* EXERCISE TASK A:
In the FMA sub-sampling notes, how is aggregation performed according to the update?

-----

# 2018-01-12 / FMA sub-sampling

* Problem statement:
  * Input:
    * `C` csv files
    * each file has `n` rows. Each row in file `c` encodes the prediction for class `c` on a 1sec segment.
    * A target number `k`
    * Target fractions for class representations `p[c]`.
    
  * Output:
    * A set of `k` clips, each 10 seconds in duration
    * Aggregate predicted likelihoods for each class `c` on each clip `k`
    * Each class `c` has aggregate likelihood at least `p[c] * k`


* Method:
  1. drop edge effects from the beginning and end of tracks: remove the first and last frames from each track.
  2. window the frame observations into 10sec clips with aggregate labels
  3. threshold the aggregate likelihoods to binarize the representation
  4. subsample the 10sec clips using entrofy


* Questions:
  * How should likelihoods be aggregated within a segment?
    * Mean?  Max?  Quartile?
    * Mean makes sense from the perspective of random frame sampling
    * Quartile makes sense wrt sparse events
    * Max makes sense wrt extremely sparse events
  * How should likelihoods be thresholded?  0.5?  Empirical average over X?
    * $p[y] = \sum_x p[y|x] * p[x] \approx \sum_{x \in X} p[y|x] /|X| $
    * But that doesn't matter really.  Threshold should be bayes optimal (=> 0.5)
  * What's the target number of positives per class `k * p[c]`? 
    * Maybe that should be determined by the base rate estimation `p[y]`?
  
  
* Next step: Question scheduling on CF.
  * Idea: cluster the tracks according to aggregated likelihood vectors
    * Or maybe by their thresholded likelihoods?
  * Set the number of clusters to be relatively large (say, 23^2 ~= 512)
  * When generating questions for an annotator, assign them to a cluster and only generate questions from that cluster
  * Reasoning: this will keep the labels consistent from one question to the next
  
  
* UPDATE:
  * Windowing and aggregation is happening upstream of this
  * Aggregation is max over the middle 8 frames
  

# 2018-01-19

* Eric has provided the per-fragment aggregated estimates as one giant table
* So what are our entrofy parameters?
  * attribute thresholds
      * Do we only do <>0.5? 
      * Or break likelihood into quartiles?
      * **Sounds like quartiles are the way to go**
  * target proportions per class?
      * we can try to preserve the empirical distribution
      * or a biased distribution achieved by grouping on the track ids?
      * or uniform?

-----

* EXERCISE TASK B:
Extract all lines of the records below that contain the word "every".

[Data items]
-----

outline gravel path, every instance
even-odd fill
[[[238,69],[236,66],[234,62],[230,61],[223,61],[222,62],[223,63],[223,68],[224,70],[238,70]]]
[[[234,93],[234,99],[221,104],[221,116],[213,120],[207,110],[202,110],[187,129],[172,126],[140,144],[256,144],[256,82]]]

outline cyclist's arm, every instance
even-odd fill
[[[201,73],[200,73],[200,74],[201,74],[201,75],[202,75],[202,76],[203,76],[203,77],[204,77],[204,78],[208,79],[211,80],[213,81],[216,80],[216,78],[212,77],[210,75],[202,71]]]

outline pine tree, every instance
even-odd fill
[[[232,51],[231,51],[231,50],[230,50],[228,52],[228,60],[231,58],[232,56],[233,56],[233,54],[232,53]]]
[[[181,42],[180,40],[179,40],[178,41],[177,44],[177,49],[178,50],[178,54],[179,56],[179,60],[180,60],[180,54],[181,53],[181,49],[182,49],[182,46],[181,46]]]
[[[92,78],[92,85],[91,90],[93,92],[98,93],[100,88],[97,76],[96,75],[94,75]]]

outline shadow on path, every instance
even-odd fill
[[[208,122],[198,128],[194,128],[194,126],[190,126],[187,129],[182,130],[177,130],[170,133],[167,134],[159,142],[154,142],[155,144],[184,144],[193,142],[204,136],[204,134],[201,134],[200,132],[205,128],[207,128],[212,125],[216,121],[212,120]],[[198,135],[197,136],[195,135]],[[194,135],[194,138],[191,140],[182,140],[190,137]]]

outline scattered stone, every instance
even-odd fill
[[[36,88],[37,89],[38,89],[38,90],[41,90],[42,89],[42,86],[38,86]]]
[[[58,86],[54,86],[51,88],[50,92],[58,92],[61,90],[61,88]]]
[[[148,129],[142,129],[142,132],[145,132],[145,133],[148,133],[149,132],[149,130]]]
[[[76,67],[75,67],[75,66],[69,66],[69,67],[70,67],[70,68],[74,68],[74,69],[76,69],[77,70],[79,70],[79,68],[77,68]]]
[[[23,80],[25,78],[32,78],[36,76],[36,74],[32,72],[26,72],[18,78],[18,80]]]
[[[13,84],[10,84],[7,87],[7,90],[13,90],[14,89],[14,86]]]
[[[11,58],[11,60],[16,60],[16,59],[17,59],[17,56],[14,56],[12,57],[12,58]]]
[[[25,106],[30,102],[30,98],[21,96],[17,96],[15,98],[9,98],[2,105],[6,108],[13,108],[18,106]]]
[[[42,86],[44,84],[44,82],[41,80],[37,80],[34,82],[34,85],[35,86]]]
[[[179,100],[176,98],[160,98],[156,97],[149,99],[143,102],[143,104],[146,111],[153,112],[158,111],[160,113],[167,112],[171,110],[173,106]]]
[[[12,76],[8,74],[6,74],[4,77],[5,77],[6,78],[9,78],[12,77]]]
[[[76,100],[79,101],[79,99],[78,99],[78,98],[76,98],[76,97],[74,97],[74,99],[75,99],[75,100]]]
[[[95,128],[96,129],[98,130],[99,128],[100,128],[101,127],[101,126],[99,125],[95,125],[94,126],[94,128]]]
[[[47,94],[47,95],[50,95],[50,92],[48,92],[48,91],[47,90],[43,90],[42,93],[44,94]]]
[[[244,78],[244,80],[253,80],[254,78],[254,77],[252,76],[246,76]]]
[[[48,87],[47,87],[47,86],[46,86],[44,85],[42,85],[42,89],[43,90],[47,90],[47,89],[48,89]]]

-----

* CORRECT RESPONSE A:
Aggregation is max over the middle 8 frames.

* CORRECT RESPONSE B:
outline gravel path, every instance
outline cyclist's arm, every instance
outline pine tree, every instance
outline shadow on path, every instance
outline scattered stone, every instance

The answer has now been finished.